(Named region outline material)
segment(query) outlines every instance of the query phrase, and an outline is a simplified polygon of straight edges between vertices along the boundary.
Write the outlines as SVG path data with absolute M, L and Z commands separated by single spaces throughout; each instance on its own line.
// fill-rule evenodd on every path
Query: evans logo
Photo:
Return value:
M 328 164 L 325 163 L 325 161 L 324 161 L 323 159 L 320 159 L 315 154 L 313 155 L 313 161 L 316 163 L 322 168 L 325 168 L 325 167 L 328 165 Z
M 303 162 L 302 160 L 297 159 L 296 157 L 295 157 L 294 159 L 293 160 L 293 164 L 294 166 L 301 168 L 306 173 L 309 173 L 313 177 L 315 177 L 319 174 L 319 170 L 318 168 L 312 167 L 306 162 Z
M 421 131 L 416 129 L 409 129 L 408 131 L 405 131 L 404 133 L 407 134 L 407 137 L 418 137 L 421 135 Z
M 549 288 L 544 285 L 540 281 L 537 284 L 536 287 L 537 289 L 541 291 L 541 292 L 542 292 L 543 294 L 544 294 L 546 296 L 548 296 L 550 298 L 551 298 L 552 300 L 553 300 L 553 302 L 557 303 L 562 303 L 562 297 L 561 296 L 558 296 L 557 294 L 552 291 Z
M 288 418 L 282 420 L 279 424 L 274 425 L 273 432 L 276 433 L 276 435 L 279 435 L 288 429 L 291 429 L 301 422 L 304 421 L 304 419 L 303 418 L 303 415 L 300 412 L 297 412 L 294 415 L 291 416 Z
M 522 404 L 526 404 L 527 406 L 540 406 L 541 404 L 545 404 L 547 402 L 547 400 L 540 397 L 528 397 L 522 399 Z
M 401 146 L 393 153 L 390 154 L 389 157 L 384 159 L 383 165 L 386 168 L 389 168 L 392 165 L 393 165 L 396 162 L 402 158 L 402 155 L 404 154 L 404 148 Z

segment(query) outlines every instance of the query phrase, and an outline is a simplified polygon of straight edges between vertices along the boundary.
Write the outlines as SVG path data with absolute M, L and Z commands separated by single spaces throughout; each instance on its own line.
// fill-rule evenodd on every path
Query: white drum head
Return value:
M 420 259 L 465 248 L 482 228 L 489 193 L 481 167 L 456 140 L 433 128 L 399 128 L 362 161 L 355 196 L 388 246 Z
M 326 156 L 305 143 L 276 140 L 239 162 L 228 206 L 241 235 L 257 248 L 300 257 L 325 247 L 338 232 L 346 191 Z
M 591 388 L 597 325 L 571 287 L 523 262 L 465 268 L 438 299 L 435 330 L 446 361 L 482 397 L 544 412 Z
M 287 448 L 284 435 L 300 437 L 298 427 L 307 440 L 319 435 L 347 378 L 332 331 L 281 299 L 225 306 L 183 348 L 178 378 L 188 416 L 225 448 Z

Task prompt:
Please scale the material from its first line up to and including the line with "M 401 146 L". Reproduce every line of that span, changing only the coordinates in the outline paths: multiply each by 0.3 and round to the nearest whole number, with halves rounding up.

Task result:
segment(query) outlines every instance of the query phrase, and an outline is a simplified polygon of straight edges between vertices along the boundary.
Write the outlines as SVG path data with absolute M, L and Z commands separated by single spaces throughout; each instance on its own line.
// fill-rule evenodd on every path
Query: evans logo
Photo:
Return value:
M 98 49 L 98 49 L 98 48 L 97 48 L 97 48 L 96 48 L 95 46 L 94 47 L 94 48 L 95 49 L 97 50 L 98 50 L 98 50 L 98 50 Z
M 91 49 L 91 48 L 89 48 L 89 47 L 89 47 L 88 48 L 88 48 L 88 49 L 88 50 L 90 50 L 92 52 L 93 52 L 94 53 L 95 53 L 96 52 L 96 51 L 95 50 L 94 50 L 92 49 Z
M 126 39 L 125 39 L 123 39 L 122 39 L 122 39 L 121 40 L 122 40 L 122 41 L 125 41 L 126 41 Z
M 165 86 L 163 86 L 162 84 L 161 85 L 161 86 L 161 87 L 162 87 L 162 88 L 163 88 L 163 88 L 163 88 L 164 89 L 164 89 L 165 89 L 165 89 L 166 90 L 166 90 L 166 91 L 167 91 L 169 91 L 169 89 L 168 89 L 167 89 L 167 88 L 166 87 Z
M 86 125 L 85 126 L 84 127 L 82 128 L 82 130 L 83 130 L 83 131 L 84 131 L 86 129 L 87 129 L 90 127 L 91 126 L 91 126 L 91 125 L 91 125 L 90 124 L 89 124 L 88 125 L 87 125 Z
M 157 121 L 158 121 L 158 122 L 162 122 L 162 121 L 164 121 L 164 121 L 164 120 L 162 119 L 158 119 L 157 120 Z
M 120 44 L 118 46 L 117 46 L 117 47 L 115 48 L 115 50 L 116 50 L 117 50 L 118 50 L 118 50 L 119 49 L 121 47 L 121 47 L 121 46 L 121 44 Z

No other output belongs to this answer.